## Records for the task
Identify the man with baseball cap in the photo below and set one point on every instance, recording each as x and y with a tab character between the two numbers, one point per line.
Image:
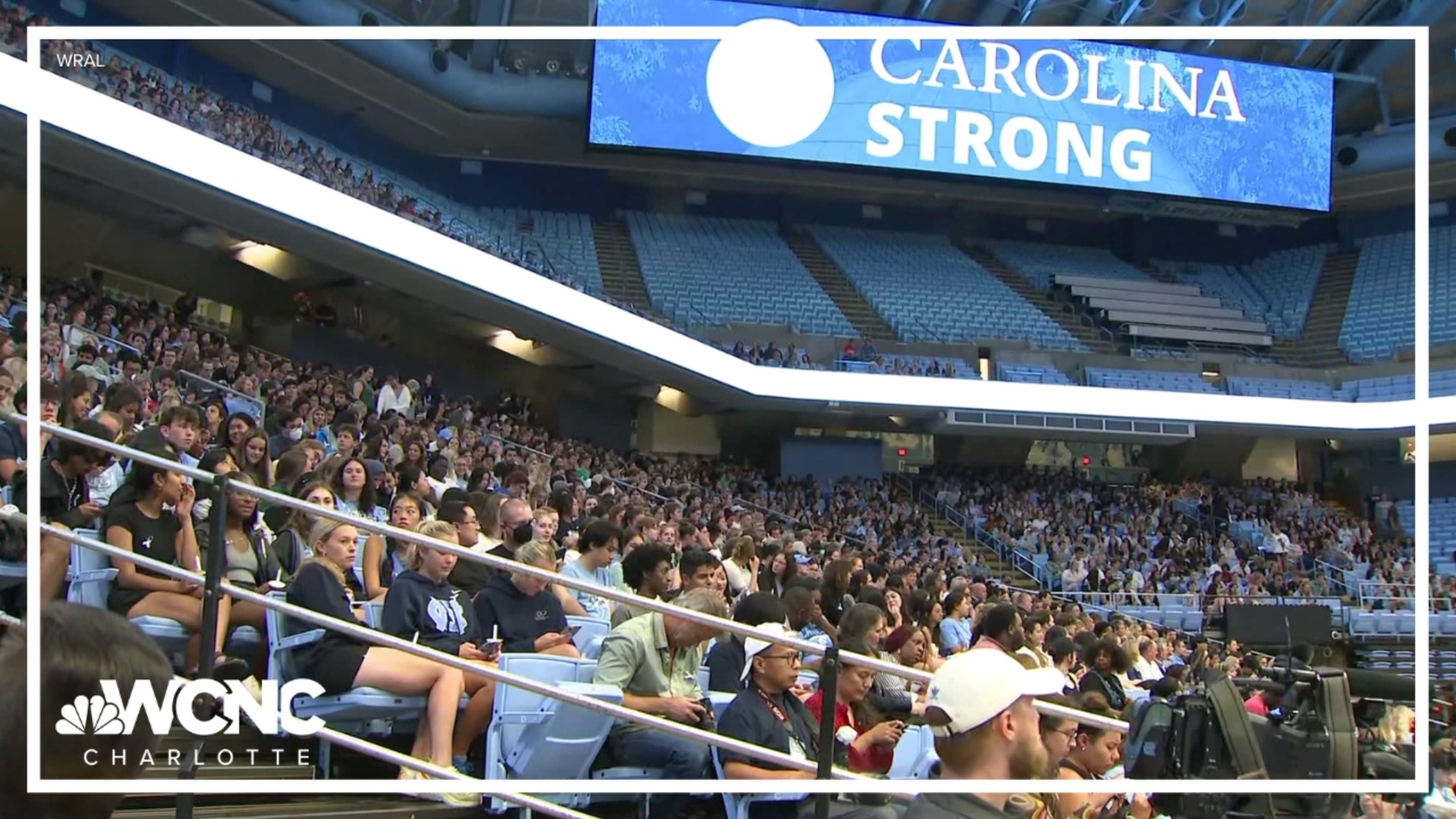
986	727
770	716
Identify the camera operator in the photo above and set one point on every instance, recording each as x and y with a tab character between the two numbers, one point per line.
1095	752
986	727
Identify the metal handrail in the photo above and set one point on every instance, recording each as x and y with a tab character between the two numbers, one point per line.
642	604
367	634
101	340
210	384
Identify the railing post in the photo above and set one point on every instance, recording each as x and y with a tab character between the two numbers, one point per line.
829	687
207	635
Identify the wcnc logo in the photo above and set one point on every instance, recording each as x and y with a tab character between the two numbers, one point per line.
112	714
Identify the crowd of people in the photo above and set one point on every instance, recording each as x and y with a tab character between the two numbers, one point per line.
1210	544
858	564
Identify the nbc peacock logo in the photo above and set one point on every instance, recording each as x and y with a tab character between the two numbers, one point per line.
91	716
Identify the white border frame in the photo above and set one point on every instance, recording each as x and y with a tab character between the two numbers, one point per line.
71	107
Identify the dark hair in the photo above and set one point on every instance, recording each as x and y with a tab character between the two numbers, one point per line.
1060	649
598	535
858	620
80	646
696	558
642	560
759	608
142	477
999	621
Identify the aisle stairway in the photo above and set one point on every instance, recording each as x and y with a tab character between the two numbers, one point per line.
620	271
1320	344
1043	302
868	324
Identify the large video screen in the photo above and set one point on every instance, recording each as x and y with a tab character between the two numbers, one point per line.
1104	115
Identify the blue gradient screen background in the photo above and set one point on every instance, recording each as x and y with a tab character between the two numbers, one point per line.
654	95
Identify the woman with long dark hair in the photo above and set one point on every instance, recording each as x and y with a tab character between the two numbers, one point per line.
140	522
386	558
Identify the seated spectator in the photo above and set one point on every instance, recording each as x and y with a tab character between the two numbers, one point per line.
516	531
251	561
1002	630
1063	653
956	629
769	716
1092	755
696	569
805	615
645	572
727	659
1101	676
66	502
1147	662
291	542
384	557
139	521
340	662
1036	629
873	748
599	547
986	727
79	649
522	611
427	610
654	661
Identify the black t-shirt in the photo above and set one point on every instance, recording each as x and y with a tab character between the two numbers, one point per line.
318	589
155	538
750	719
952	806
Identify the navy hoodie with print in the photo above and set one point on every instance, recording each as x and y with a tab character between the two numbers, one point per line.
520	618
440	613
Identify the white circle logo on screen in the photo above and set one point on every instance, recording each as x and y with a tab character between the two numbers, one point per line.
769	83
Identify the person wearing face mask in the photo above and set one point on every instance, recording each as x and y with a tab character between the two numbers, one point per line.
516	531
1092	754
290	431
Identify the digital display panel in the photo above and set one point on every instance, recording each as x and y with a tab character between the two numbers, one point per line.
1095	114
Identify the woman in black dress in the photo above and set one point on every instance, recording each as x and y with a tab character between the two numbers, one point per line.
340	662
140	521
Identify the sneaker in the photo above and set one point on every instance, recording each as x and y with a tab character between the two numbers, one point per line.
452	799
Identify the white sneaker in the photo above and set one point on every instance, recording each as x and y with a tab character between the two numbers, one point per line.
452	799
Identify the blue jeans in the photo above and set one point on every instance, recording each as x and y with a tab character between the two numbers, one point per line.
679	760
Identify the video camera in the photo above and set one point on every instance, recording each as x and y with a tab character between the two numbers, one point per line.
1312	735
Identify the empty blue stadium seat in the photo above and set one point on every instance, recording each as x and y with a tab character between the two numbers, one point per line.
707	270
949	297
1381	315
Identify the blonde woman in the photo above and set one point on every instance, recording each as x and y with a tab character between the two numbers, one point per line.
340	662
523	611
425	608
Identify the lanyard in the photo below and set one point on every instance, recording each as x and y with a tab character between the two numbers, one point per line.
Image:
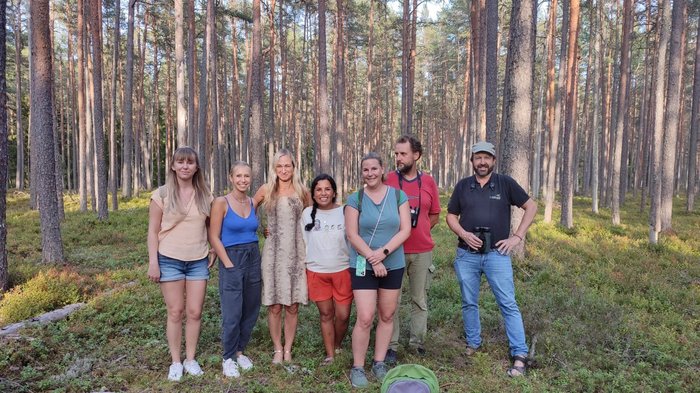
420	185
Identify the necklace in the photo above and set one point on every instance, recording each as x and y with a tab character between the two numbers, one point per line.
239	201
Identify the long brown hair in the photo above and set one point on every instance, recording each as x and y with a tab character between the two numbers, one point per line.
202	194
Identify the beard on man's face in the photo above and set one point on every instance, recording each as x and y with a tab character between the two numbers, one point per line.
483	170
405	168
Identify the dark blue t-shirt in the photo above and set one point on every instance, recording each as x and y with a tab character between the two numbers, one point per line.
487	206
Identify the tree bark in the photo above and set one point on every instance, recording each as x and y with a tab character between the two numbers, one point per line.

## Set problem
What do the lines above say from the line containing "Identify the lanyard" through the last line? Quote them exactly, both ends included, and leave out the pictures.

## Exercise result
Identify the lanyard in the photo below and set one point on every instance, recording each as x and y with a tab character between the two numbers, one point per line.
Image:
420	185
Identify the necklace in the photo above and set one point on every instance, recording each as x and y with a tab character between the two numbers, one point per line.
239	201
Identify the long brown hair in the photo above and set one point on every instance, recording each as x and y with a tab character between the two numbers, one point per line.
202	194
Identify the beard on man's face in the photo above and set one point on every instance, recording each as x and y with a tab character between the two numbers, one point per line.
483	170
405	168
Identify the dark blue t-shirt in the photo above and set one point on every instance, recording each as x and y with a tab character between the two numbers, one point per line.
487	206
Identify the tree bark in the photo above and set one point on every instance, recording each as x and y with a tab character between the two numbers, one point per line.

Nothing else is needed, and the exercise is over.